■ Exercise input
** BEGIN **
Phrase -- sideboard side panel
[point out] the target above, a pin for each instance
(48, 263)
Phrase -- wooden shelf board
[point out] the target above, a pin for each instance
** END **
■ Stated problem
Please copy every one of the entries above line for line, without changing any wording.

■ Correct answer
Phrase -- sideboard side panel
[point out] the target above, a pin for each instance
(48, 263)
Phrase -- wooden shelf board
[point out] the target above, a pin for each instance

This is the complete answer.